- [SET PROBLEM]:
Please transcribe every line of the data below word for word, leaving out the pictures.

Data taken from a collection
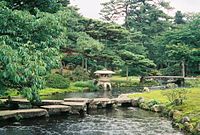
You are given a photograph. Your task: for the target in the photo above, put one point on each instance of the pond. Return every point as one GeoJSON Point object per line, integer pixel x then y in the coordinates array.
{"type": "Point", "coordinates": [121, 121]}
{"type": "Point", "coordinates": [95, 94]}
{"type": "Point", "coordinates": [117, 121]}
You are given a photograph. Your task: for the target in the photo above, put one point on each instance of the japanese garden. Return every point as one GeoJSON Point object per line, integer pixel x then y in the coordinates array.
{"type": "Point", "coordinates": [133, 71]}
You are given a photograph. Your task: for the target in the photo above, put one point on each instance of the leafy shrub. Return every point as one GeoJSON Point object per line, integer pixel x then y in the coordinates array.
{"type": "Point", "coordinates": [11, 92]}
{"type": "Point", "coordinates": [192, 83]}
{"type": "Point", "coordinates": [57, 81]}
{"type": "Point", "coordinates": [89, 84]}
{"type": "Point", "coordinates": [124, 83]}
{"type": "Point", "coordinates": [79, 74]}
{"type": "Point", "coordinates": [150, 83]}
{"type": "Point", "coordinates": [176, 96]}
{"type": "Point", "coordinates": [31, 94]}
{"type": "Point", "coordinates": [171, 86]}
{"type": "Point", "coordinates": [152, 103]}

- [EXPECTED OUTPUT]:
You are given a photograph. Your task: for the target in the photo above, put one point on each instance of the pond. Return every point as one GeoJSON Point object per line, integer pixel x then y in the coordinates array.
{"type": "Point", "coordinates": [121, 121]}
{"type": "Point", "coordinates": [95, 94]}
{"type": "Point", "coordinates": [117, 121]}
You are given a photograph. Your task: for the target in the photo above, put one point on each instance of the japanese garden. Return every point as one GeoJSON Point object per line, integer pixel x then y in the coordinates array.
{"type": "Point", "coordinates": [133, 71]}
You are given a photograph. Your task: for the target in the photo above, put one point on each instance of the leafy shrub. Return every point as one GeoJSON Point object per line, integer pixel x then y in the coordinates array.
{"type": "Point", "coordinates": [11, 92]}
{"type": "Point", "coordinates": [192, 83]}
{"type": "Point", "coordinates": [57, 81]}
{"type": "Point", "coordinates": [89, 84]}
{"type": "Point", "coordinates": [124, 83]}
{"type": "Point", "coordinates": [79, 74]}
{"type": "Point", "coordinates": [150, 83]}
{"type": "Point", "coordinates": [176, 96]}
{"type": "Point", "coordinates": [31, 94]}
{"type": "Point", "coordinates": [171, 86]}
{"type": "Point", "coordinates": [152, 103]}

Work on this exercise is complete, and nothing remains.